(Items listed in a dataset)
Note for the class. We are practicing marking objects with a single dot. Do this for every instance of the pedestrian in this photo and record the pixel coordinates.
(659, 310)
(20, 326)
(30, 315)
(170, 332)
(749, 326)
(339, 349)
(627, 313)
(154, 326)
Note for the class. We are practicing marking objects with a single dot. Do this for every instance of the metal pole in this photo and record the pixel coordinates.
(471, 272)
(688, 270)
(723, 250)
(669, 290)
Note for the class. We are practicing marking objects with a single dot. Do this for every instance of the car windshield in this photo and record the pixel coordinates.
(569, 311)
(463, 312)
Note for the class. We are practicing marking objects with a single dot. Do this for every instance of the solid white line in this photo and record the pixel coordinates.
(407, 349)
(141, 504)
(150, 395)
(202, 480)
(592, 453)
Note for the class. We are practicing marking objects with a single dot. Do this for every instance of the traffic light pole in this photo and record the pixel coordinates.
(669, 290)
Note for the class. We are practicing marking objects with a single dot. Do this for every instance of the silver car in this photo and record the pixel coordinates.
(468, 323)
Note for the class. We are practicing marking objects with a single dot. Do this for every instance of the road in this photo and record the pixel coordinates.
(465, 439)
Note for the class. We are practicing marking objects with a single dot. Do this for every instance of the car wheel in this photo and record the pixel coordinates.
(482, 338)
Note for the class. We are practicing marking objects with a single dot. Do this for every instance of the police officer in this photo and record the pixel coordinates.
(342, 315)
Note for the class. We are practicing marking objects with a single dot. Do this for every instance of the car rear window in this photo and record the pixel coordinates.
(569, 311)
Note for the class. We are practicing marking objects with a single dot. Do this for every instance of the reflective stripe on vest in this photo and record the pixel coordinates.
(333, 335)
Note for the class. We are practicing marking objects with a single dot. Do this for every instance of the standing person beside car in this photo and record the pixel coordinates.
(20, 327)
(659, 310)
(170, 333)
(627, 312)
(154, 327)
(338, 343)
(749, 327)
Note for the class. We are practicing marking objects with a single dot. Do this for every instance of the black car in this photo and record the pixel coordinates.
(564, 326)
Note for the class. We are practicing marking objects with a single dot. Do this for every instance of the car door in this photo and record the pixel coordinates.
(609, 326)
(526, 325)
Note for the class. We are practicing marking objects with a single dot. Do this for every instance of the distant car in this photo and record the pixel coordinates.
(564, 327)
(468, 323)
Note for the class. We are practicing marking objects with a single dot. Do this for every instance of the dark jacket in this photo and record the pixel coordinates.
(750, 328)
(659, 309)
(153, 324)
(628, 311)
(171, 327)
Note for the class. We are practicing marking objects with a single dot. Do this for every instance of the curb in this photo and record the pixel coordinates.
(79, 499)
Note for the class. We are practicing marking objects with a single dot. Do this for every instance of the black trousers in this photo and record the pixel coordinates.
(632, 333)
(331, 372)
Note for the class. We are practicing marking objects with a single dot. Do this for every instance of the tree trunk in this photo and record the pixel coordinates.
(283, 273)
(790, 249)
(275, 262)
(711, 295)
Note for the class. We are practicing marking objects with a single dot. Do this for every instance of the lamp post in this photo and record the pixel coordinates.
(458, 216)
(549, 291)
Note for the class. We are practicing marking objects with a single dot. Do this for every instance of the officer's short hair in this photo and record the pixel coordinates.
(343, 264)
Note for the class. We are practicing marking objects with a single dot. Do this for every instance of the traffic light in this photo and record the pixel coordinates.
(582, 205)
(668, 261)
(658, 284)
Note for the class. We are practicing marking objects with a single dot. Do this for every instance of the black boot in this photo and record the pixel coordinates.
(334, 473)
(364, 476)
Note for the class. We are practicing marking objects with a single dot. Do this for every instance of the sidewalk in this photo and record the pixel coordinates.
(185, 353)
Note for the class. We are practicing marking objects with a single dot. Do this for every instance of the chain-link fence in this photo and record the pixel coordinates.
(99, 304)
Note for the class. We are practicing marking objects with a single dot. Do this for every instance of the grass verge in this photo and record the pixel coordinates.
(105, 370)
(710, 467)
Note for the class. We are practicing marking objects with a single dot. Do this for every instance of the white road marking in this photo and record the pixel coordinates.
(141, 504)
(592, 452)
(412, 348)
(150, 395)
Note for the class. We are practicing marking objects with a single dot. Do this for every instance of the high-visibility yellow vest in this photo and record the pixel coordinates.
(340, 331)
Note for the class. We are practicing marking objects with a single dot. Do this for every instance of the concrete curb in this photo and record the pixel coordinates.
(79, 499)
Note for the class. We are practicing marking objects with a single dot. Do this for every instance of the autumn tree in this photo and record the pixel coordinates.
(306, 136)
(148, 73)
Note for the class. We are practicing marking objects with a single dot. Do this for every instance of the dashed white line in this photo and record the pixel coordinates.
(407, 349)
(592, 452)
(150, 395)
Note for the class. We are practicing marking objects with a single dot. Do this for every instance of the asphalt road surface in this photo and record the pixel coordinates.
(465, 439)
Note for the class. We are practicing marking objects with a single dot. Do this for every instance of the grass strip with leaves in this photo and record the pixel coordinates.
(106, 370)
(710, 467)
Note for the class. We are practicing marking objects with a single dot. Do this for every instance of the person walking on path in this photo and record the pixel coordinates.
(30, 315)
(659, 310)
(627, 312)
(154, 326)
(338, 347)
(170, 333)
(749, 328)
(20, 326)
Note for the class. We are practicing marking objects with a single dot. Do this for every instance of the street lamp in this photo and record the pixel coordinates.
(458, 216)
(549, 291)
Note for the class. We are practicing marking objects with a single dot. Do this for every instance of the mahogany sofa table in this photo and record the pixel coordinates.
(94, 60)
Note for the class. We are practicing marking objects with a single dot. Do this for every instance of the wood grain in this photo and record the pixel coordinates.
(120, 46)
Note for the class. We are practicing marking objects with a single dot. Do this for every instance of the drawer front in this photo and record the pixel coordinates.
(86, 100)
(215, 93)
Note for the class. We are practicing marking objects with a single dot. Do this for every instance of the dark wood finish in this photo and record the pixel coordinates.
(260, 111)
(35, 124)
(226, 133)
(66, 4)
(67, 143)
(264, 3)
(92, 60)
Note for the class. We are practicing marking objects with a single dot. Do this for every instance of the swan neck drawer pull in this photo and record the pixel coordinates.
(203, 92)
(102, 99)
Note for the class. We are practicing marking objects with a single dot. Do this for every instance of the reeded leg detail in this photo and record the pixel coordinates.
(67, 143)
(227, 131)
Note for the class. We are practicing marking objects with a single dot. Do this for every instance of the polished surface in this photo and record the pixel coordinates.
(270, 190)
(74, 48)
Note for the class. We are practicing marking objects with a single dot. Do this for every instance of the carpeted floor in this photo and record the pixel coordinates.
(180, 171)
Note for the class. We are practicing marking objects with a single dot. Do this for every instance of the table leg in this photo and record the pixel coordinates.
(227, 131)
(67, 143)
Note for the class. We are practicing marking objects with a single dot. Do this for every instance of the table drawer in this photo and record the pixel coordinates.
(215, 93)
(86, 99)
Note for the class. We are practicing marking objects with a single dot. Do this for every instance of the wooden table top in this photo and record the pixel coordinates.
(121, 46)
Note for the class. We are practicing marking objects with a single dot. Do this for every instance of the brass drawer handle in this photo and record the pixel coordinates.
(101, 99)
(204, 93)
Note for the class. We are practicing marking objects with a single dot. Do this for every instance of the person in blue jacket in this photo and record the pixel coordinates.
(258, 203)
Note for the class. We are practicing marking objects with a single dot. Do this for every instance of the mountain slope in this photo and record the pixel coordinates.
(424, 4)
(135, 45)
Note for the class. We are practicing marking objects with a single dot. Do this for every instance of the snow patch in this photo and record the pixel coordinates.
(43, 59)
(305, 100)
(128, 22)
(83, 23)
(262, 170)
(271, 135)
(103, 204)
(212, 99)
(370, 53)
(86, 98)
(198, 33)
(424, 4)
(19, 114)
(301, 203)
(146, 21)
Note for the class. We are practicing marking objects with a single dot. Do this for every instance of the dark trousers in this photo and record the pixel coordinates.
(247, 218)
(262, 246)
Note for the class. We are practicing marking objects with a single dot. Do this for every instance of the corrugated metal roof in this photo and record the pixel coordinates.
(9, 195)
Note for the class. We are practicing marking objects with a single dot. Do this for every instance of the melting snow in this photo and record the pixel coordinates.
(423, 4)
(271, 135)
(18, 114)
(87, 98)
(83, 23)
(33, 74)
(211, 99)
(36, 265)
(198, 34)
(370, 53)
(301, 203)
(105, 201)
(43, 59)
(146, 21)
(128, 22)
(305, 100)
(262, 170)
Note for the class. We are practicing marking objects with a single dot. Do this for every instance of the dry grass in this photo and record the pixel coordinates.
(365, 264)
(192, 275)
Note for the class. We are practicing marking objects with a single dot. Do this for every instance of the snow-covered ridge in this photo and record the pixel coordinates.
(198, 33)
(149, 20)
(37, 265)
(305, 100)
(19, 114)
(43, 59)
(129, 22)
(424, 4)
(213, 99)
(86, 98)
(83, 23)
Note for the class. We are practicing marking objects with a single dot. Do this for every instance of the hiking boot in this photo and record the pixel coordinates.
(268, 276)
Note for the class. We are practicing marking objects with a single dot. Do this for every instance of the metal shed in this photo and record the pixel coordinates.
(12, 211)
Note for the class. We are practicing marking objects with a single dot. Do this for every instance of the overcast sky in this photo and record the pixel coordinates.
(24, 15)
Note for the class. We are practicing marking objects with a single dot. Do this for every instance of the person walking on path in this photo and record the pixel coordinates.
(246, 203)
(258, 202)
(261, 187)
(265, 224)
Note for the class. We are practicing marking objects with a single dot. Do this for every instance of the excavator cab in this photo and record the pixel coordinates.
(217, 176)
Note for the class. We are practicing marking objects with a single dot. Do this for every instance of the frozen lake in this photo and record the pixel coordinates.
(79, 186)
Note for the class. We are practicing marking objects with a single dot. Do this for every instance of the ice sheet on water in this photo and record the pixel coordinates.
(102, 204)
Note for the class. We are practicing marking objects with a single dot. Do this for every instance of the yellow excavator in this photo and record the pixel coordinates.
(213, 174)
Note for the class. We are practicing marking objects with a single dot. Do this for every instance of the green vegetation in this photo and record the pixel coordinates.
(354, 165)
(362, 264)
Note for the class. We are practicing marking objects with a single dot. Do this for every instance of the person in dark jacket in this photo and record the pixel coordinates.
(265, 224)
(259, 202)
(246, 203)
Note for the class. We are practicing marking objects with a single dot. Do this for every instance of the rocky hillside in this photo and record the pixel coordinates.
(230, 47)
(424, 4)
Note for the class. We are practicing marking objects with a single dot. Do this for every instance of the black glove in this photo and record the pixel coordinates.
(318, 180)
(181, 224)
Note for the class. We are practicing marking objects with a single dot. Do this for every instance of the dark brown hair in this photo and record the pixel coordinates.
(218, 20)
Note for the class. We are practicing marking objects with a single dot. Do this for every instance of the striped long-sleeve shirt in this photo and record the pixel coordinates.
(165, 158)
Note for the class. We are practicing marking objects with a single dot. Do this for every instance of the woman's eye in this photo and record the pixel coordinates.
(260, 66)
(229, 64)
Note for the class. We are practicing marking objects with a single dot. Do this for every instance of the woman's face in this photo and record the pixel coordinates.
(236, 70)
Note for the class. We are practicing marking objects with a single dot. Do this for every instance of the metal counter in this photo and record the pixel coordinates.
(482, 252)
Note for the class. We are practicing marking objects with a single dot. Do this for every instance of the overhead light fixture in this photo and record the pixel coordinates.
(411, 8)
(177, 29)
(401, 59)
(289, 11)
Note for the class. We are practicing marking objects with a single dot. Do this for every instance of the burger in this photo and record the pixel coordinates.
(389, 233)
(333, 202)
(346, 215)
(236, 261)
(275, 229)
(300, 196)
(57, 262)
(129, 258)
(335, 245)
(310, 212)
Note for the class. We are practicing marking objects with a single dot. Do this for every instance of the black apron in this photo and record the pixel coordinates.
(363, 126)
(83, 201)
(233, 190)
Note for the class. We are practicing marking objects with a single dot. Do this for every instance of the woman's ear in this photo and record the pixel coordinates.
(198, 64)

▸ About this exercise
Look for the line that contains "of the overhead" in the entries above. Set it down, along with all later lines, exactly as written.

▸ Task output
Note for the class. We are practicing marking objects with a single dot. Do this for every instance of the overhead light fixture in this photo and record the pixel coordinates.
(411, 8)
(177, 29)
(401, 59)
(289, 11)
Note for the class. We are practicing marking objects with a single dot. Do this for every instance of the burger in this photo and record the pixel coordinates.
(389, 233)
(333, 202)
(346, 215)
(236, 261)
(275, 229)
(300, 196)
(57, 262)
(129, 258)
(335, 245)
(310, 212)
Note for the class. We are practicing marking objects with a single dot. Do this for every instance of the black apron in this photo and record the pixel coordinates.
(363, 126)
(83, 201)
(233, 190)
Note for the class. We are practicing marking objects with a single dot. Do this for every instance of the woman's ear in this photo and record the pixel coordinates.
(198, 64)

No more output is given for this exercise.